◆ WRITTEN EXERCISE ◆
Give the data below again, word for word.

◆ RAW RECORDS ◆
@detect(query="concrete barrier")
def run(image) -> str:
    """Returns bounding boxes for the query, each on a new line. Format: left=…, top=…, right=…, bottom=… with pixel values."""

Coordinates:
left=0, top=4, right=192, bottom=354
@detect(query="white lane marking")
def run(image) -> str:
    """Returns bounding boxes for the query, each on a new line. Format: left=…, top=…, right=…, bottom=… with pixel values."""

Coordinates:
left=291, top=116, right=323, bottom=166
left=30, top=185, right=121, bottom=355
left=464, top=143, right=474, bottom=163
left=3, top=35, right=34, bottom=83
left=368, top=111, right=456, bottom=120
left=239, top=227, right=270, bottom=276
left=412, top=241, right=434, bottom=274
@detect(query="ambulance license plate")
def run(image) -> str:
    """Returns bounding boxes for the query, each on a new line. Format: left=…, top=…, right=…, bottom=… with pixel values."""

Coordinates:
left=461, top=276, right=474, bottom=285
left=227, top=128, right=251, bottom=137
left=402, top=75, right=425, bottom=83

◆ SOLUTION ◆
@detect(query="concrete barrier")
def run(image) -> str:
    """Returns bounding boxes for the query, each on a new line. Format: left=…, top=…, right=…, bottom=… with pixel values."""

Coordinates:
left=0, top=4, right=192, bottom=354
@detect(query="white lane marking")
def run(image) -> str:
    """Returns bounding boxes for the query, each on a new line. Format: left=…, top=…, right=…, bottom=… with pixel values."""

Coordinates:
left=291, top=116, right=323, bottom=166
left=30, top=185, right=121, bottom=355
left=464, top=143, right=474, bottom=163
left=3, top=35, right=34, bottom=83
left=368, top=111, right=456, bottom=120
left=239, top=227, right=270, bottom=276
left=412, top=241, right=434, bottom=274
@detect(query="ambulance license plate")
def run(image) -> str:
    """Returns bounding boxes for the query, each on a new line. Format: left=…, top=…, right=…, bottom=… with pixel values."""

Coordinates:
left=461, top=276, right=474, bottom=285
left=227, top=128, right=251, bottom=137
left=402, top=75, right=425, bottom=83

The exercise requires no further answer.